## GOAL
Could you duplicate the items below word for word, from the line containing "Pick out each instance of the running" through the last item, both ends included, with the pictures left out?

━━━ INFORMATION SUPPLIED

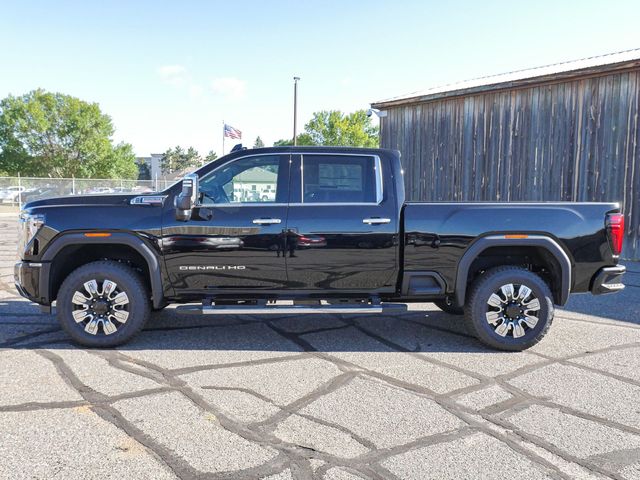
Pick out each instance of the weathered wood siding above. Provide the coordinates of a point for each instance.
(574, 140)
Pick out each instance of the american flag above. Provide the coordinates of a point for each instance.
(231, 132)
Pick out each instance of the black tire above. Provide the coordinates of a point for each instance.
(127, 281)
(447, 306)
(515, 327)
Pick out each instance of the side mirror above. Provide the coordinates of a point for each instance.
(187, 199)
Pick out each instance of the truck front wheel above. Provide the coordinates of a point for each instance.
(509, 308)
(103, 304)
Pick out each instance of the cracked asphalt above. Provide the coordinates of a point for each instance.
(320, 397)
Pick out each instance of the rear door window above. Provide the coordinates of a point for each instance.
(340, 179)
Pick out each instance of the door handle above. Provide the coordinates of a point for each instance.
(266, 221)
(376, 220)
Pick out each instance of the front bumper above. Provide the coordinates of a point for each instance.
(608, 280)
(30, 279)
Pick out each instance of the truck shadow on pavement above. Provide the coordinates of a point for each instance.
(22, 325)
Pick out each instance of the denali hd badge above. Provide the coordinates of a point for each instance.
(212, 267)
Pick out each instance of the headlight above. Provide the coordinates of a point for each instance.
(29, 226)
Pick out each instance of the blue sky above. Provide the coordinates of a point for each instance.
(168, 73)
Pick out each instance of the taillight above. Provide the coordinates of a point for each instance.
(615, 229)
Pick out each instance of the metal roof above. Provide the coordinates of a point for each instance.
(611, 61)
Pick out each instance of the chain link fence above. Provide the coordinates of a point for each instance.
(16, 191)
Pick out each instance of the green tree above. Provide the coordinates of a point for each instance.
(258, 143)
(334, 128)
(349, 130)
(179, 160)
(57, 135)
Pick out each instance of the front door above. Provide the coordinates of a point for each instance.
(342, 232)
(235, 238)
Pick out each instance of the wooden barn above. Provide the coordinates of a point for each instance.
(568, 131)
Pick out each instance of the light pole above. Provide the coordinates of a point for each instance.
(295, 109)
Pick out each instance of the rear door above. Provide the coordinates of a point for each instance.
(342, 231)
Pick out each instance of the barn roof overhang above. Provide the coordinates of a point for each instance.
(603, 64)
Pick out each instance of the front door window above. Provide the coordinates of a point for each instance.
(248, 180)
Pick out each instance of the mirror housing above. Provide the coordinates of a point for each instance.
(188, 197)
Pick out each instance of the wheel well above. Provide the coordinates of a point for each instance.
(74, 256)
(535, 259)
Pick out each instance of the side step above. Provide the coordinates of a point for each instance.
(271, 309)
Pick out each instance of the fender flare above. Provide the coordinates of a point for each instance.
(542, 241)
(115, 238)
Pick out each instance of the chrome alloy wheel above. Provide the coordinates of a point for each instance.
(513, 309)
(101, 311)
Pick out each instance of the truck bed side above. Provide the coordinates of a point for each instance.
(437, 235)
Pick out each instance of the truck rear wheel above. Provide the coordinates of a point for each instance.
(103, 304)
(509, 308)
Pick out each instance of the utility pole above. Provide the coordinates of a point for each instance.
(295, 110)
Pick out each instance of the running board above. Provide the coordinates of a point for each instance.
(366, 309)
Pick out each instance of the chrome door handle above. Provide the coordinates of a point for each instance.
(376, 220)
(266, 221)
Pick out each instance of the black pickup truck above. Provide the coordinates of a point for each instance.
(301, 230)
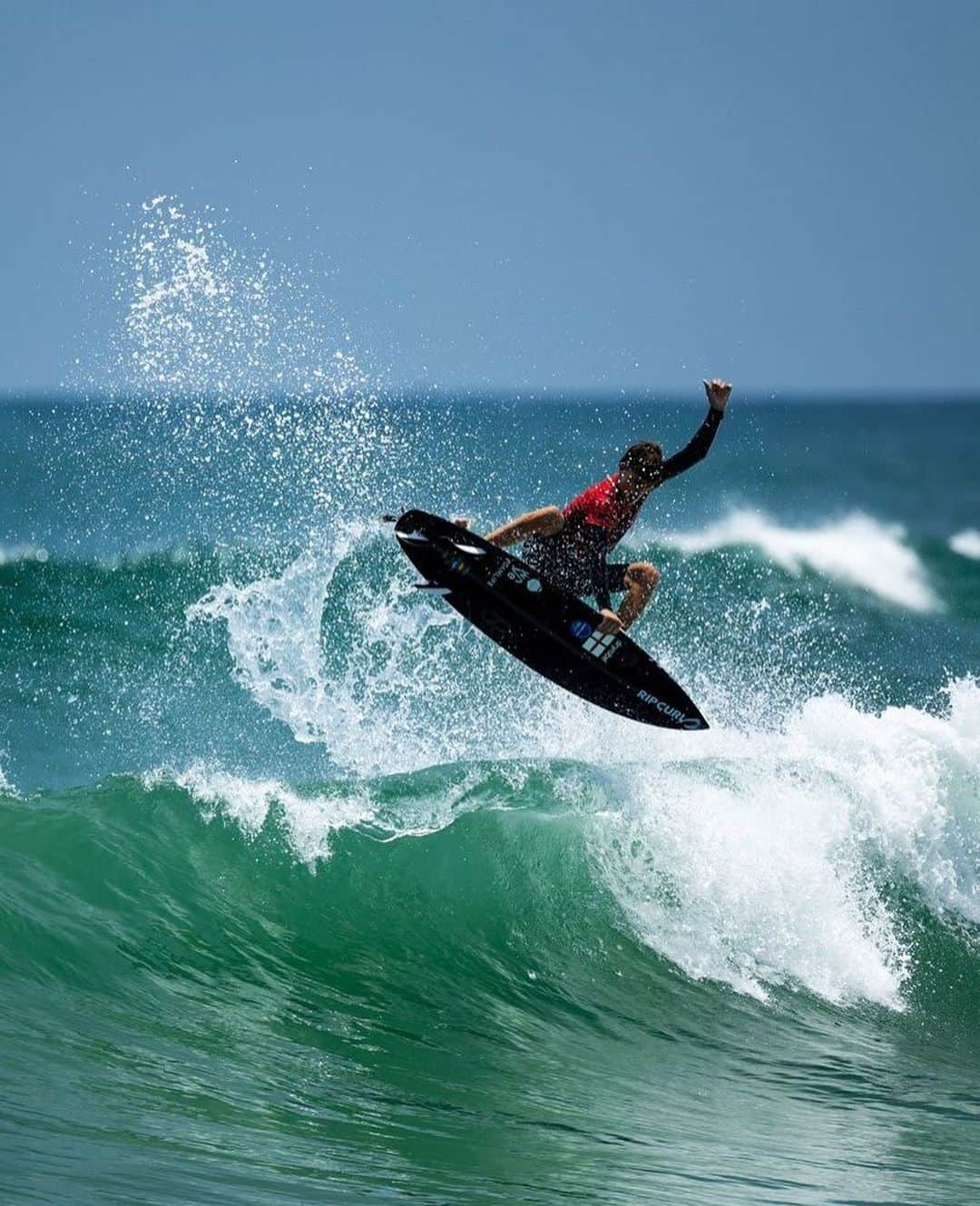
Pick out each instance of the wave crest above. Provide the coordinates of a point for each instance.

━━━━━━

## ANSWER FOR THIS EXERCISE
Pick out each instance of the running board above. Provide the coordinates of a point for each instance.
(366, 309)
Pick out each instance of the chrome door handle above. Provide the coordinates of a point for each instance.
(376, 220)
(266, 221)
Pick out each instance of the black pickup truck above. Provide the coordinates of a point for each instance.
(301, 230)
Pick out each instance of the wave crest above. Provide the coordinates of a point for each instance.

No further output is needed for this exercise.